» **WORK TO COMPLETE**: Reproduce all of the records below word for word, leaving the pictures out of your answer.

» **RAW RECORDS**:
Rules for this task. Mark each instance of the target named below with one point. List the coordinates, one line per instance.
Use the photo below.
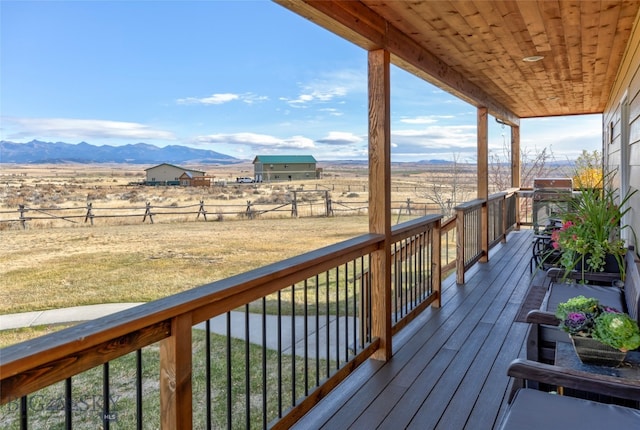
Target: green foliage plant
(591, 229)
(586, 317)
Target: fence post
(248, 211)
(148, 212)
(202, 211)
(460, 245)
(23, 220)
(294, 205)
(175, 376)
(89, 215)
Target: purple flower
(576, 317)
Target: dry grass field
(53, 263)
(56, 262)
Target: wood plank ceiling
(475, 48)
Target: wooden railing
(288, 333)
(475, 235)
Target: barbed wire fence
(302, 204)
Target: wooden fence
(201, 211)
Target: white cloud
(340, 138)
(213, 99)
(329, 87)
(431, 119)
(83, 129)
(438, 138)
(258, 141)
(222, 98)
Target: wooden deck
(449, 366)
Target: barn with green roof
(275, 168)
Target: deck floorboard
(449, 365)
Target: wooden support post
(483, 178)
(202, 211)
(175, 376)
(460, 258)
(380, 198)
(89, 215)
(436, 263)
(294, 205)
(148, 213)
(516, 167)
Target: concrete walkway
(289, 328)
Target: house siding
(617, 158)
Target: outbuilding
(271, 168)
(168, 174)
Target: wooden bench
(533, 409)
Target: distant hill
(37, 152)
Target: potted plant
(589, 238)
(600, 334)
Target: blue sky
(238, 77)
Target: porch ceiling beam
(362, 26)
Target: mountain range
(37, 152)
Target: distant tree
(588, 169)
(534, 163)
(449, 191)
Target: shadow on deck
(449, 368)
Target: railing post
(175, 376)
(460, 246)
(436, 263)
(505, 217)
(484, 230)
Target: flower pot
(592, 351)
(610, 264)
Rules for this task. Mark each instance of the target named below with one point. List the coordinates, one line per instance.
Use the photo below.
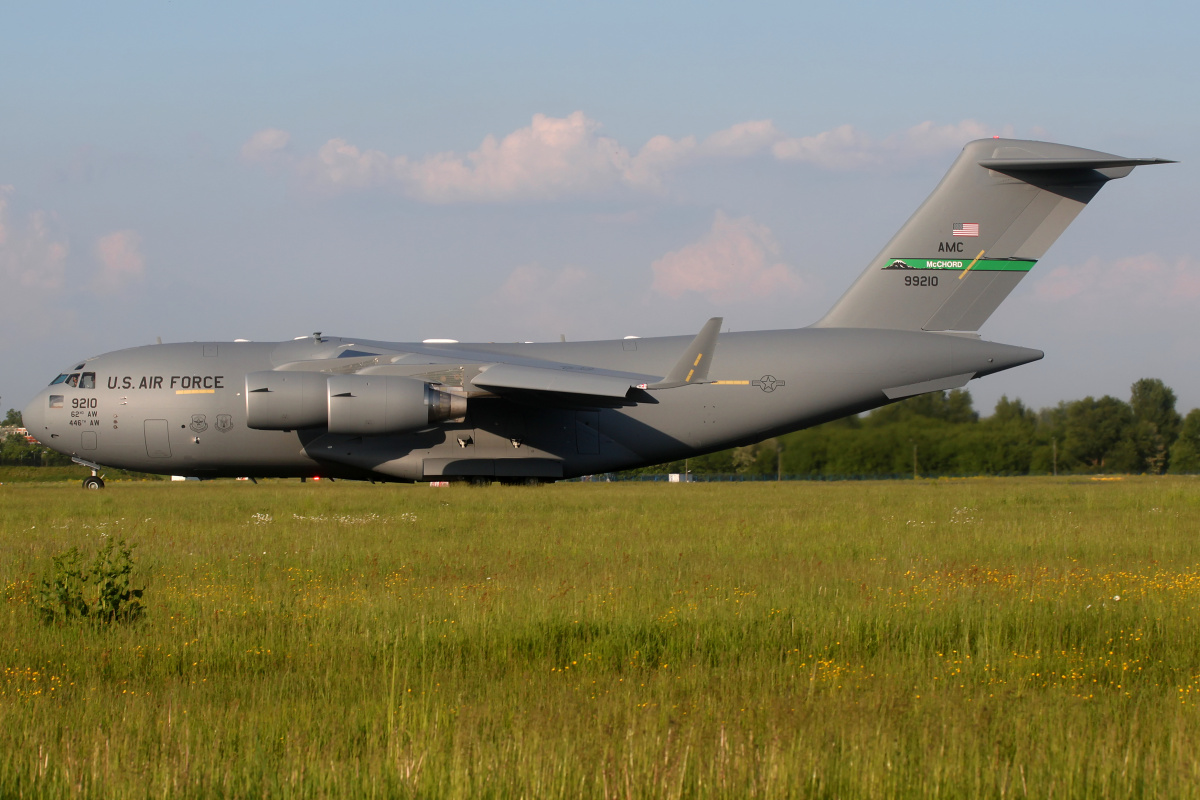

» **THE REPLY**:
Rules for this task. Mark each instance of the target named below with one point. List the coordinates, one line per instance.
Use the photo below.
Target: green foliage plant
(591, 229)
(586, 317)
Target: fence post
(248, 211)
(148, 212)
(202, 211)
(460, 245)
(23, 220)
(294, 205)
(175, 376)
(89, 215)
Target: purple flower
(576, 317)
Target: dry grass field
(53, 263)
(56, 262)
Target: wood plank ceiling
(475, 48)
Target: wooden railing
(288, 333)
(475, 235)
Target: barbed wire fence
(302, 204)
Target: wooden fence
(201, 211)
Target: white cloud
(340, 138)
(213, 99)
(329, 87)
(431, 119)
(83, 129)
(438, 138)
(258, 141)
(222, 98)
Target: wooden deck
(449, 366)
Target: barn with green roof
(275, 168)
Target: deck floorboard
(449, 365)
Target: wooden support post
(483, 178)
(202, 211)
(175, 376)
(460, 258)
(380, 198)
(89, 215)
(436, 263)
(294, 205)
(148, 213)
(516, 167)
Target: concrete walkway
(289, 328)
Target: house siding
(617, 158)
Target: outbuilding
(271, 168)
(168, 174)
Target: wooden bench
(533, 409)
Target: distant hill
(37, 152)
Target: potted plant
(589, 238)
(600, 334)
Target: blue sky
(238, 77)
Target: porch ceiling beam
(362, 26)
Target: mountain range
(37, 152)
Target: distant tree
(588, 169)
(534, 163)
(449, 191)
Target: shadow on deck
(449, 368)
Target: railing post
(175, 376)
(460, 246)
(436, 263)
(505, 217)
(484, 230)
Target: flower pot
(592, 351)
(610, 264)
Rules for this task. Mark each instance of the target named below with one point. List the coordinates, one line per instance.
Use the photo below.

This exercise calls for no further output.